Требования —
A – Сколько детей у Людмилы Владимировны Кукановой и кто они, согласно отрывку «Чем глубже скорбь»?
B – Допишите следующую часть очерка «Чем глубже скорбь», начиная сразу после его последнего предложения.

Исходный отрывок —
Чем глубже скорбь
Так бывает — вы, я думаю, подтвердите. Какая-то случайная строка зацепится за взлохмаченную память и никуда не деться от навязчивой мысли: где слышал, откуда знаю? И будешь мучиться, пока не озарит ум яркий лучик спасительного— вспомнил! «Чем глубже скорбь…» Что это, незаконченная строка стихов или часть пословицы, основной смысл которой в той, завершающей половине? Не могу вспомнить, мучаюсь, но не могу…
Мне сказали про них подруги. Две молодые женщины — Елена Романовна Бутова и Людмила Владимировна Куканова. Обе мамы очаровательных детей. У Елены два мальчика и девочка, у Людмилы три мальчика. Ничего удивительного, дружат, потому что много общих забот, общих радостей и общих разговоров. Сытый голодного не разумеет так, как не разумеет нерожавшая женщина ту, которая дала жизнь ребёнку. Лена высокая, стройная, кроткая улыбка, стрижка, в которой угадываются природные, непослушные кудри, спокойный взгляд. У Людмилы широко распахнутые глаза, высокий лоб, смоляные волосы, вся она — порыв и стремительность. Лена же — сдержанность и тишина.

Записи набора данных —
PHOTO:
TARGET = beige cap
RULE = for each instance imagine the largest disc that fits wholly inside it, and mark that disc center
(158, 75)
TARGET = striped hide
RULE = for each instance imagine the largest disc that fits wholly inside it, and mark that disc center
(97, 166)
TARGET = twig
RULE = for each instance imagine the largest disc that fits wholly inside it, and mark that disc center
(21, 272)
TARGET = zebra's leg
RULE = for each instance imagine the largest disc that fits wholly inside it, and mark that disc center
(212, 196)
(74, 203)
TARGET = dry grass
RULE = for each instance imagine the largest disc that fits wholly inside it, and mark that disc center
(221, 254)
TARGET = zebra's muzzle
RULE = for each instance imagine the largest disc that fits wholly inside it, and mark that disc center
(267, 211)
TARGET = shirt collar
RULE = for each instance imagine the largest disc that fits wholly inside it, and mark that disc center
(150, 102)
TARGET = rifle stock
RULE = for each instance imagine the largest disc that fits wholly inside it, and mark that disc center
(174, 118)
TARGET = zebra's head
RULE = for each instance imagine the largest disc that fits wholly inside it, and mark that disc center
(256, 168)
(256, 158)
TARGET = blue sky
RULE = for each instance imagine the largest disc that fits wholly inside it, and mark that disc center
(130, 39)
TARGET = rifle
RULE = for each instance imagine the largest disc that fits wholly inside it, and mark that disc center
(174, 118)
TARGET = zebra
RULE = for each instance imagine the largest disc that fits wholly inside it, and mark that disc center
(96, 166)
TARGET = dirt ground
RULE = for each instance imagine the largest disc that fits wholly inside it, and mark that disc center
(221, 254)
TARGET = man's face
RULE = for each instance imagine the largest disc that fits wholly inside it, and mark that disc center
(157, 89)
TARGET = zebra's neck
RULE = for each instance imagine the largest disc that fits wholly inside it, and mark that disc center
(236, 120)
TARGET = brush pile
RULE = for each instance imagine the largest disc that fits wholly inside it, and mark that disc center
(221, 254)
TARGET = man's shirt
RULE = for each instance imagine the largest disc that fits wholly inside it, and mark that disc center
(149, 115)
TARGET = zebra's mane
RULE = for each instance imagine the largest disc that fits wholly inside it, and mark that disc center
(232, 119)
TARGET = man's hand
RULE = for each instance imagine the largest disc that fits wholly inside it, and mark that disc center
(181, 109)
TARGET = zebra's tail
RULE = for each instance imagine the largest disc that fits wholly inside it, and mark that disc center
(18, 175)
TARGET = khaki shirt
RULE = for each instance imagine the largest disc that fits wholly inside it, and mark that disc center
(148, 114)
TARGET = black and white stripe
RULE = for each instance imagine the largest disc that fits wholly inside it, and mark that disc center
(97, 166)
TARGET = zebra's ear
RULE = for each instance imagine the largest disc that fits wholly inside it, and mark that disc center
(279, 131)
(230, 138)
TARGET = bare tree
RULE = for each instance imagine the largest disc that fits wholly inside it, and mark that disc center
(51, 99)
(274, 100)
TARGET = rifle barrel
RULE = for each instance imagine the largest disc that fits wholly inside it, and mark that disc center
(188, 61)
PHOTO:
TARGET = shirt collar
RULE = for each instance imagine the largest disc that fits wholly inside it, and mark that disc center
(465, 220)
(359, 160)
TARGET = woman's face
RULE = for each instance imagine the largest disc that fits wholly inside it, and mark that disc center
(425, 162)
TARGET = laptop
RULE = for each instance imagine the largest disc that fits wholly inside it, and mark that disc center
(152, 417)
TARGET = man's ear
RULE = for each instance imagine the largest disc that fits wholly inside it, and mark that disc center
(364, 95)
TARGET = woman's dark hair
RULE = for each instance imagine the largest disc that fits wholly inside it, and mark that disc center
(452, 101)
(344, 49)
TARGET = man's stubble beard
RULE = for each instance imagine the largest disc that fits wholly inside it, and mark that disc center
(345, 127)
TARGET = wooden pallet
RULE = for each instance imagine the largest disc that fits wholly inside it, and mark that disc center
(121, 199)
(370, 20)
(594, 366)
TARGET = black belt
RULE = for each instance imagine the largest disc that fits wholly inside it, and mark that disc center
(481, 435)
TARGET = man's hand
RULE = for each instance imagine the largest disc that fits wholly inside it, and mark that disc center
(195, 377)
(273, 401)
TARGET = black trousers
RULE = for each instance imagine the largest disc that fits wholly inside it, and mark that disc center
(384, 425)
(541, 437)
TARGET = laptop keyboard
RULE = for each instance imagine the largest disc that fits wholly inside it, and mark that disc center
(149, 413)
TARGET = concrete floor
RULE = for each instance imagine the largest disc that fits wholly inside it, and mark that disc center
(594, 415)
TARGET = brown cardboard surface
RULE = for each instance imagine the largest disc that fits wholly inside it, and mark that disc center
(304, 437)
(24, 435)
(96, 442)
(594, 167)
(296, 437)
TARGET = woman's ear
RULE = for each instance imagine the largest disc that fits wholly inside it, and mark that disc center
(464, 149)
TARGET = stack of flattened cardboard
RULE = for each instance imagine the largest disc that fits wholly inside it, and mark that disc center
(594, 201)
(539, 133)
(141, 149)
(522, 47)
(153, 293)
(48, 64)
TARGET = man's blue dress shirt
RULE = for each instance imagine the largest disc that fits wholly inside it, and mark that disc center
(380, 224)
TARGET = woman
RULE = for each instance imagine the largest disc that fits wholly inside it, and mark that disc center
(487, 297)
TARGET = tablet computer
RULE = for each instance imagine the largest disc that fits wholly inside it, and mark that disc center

Ответы по порядку —
A – У неё три мальчика.

B –
Людмила пришла выручать подругу. Леночка одна воспитывает троих деток, практически без всякой поддержки, моральной и материальной, бьётся как рыба об лёд, о хлебе насущном печётся ежечасно А никакого ропота на жизнь, напротив — благодарность за самую малость. Как умудряется? Решили встретиться и поговорить. Да услышала о нашем разговоре Людмила: — Можно, и я приду? Лена будет смущаться, многого может не рассказать. А я дополнять стану. Eё жизнь удивительная…
Помощница пришлась кстати. Вряд ли рассказала бы про себя Лена, что была она благополучной красавицей, известной ткачихой, активисткой комсомольской. Жизнь — пёстрым рушником под ноги — иди, дерзай, твори. Да замуж вышла. Для кого эта фраза — начало счастливой жизни, для кого — её конец. Брак оказался неудачным. Муж с первых дней её от себя оттолкнул, а она плакала, хотелось внимания и любви. Кому не хочется?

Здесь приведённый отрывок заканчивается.